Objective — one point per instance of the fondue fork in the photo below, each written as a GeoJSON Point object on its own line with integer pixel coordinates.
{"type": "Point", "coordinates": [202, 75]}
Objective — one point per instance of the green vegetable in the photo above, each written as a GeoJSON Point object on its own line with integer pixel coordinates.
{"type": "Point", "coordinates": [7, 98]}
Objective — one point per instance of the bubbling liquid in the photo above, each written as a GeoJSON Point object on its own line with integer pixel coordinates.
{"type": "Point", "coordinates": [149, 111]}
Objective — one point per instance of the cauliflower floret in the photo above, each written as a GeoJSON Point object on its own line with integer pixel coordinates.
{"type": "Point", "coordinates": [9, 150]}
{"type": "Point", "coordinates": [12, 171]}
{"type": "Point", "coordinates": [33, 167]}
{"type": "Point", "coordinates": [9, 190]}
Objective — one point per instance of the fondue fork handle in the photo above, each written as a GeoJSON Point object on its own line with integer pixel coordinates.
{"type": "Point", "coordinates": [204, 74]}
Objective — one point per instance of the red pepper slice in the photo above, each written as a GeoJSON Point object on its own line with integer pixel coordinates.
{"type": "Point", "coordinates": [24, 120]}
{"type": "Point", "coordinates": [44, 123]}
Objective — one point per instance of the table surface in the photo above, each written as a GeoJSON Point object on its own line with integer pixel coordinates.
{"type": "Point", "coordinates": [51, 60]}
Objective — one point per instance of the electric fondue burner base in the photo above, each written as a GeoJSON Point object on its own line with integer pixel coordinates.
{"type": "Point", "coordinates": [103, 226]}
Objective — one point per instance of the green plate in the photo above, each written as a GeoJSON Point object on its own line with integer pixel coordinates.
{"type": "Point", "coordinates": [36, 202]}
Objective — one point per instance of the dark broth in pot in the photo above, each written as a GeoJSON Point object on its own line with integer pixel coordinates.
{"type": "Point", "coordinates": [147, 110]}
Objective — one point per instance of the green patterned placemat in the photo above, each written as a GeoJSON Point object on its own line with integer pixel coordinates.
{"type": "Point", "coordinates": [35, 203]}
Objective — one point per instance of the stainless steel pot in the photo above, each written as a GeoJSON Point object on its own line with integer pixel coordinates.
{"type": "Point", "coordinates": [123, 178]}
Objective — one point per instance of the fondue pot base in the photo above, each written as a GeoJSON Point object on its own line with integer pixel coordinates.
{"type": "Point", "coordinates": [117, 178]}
+++
_任务要求_:
请把上面的全部记录一字不改地照抄一遍。

_解答_:
Objective — one point per instance of the fondue fork in the photo below, each written as a GeoJSON Point object on its own line with integer pixel coordinates.
{"type": "Point", "coordinates": [202, 75]}
Objective — one point per instance of the green vegetable in the photo above, each written as a GeoJSON Point object on its own line with integer pixel coordinates.
{"type": "Point", "coordinates": [7, 98]}
Objective — one point per instance of the bubbling liquid in the photo above, each written as a GeoJSON Point object on its own line with integer pixel coordinates.
{"type": "Point", "coordinates": [149, 111]}
Objective — one point per instance of the cauliflower floret in the photo above, each written as a GeoJSON Point object on its own line with integer pixel coordinates.
{"type": "Point", "coordinates": [9, 150]}
{"type": "Point", "coordinates": [12, 171]}
{"type": "Point", "coordinates": [33, 167]}
{"type": "Point", "coordinates": [9, 190]}
Objective — one point per instance of the fondue fork handle in the photo above, each written as a GeoJSON Point object on its own line with integer pixel coordinates.
{"type": "Point", "coordinates": [204, 74]}
Objective — one point per instance of the red pepper slice in the photo above, each written as a GeoJSON Point object on its own line with integer pixel coordinates.
{"type": "Point", "coordinates": [24, 120]}
{"type": "Point", "coordinates": [44, 123]}
Objective — one point per instance of the table surface in the photo above, each written as a GeoJSON Point object on its own line with integer pixel coordinates.
{"type": "Point", "coordinates": [51, 60]}
Objective — one point per instance of the electric fondue burner base in the photo above, each written as a GeoJSON Point object on its own line with integer pixel coordinates.
{"type": "Point", "coordinates": [103, 226]}
Objective — one point per instance of the green plate in the photo above, each written as a GeoJSON Point object on its own line with integer pixel coordinates.
{"type": "Point", "coordinates": [36, 202]}
Objective — one point per instance of the dark broth in pot in the photo above, each written as a GeoJSON Point object on its own line with integer pixel coordinates.
{"type": "Point", "coordinates": [147, 110]}
Objective — one point per instance of the green patterned placemat in the photo above, each written as a GeoJSON Point object on its own line with integer pixel coordinates.
{"type": "Point", "coordinates": [35, 203]}
Objective — one point per instance of the stainless steel pot in the photo above, each written as a GeoJSON Point object on its own line with integer pixel coordinates.
{"type": "Point", "coordinates": [123, 178]}
Objective — one point per instance of the fondue pot base in the photo above, each written as a GeoJSON Point object on its own line with integer pixel coordinates.
{"type": "Point", "coordinates": [117, 178]}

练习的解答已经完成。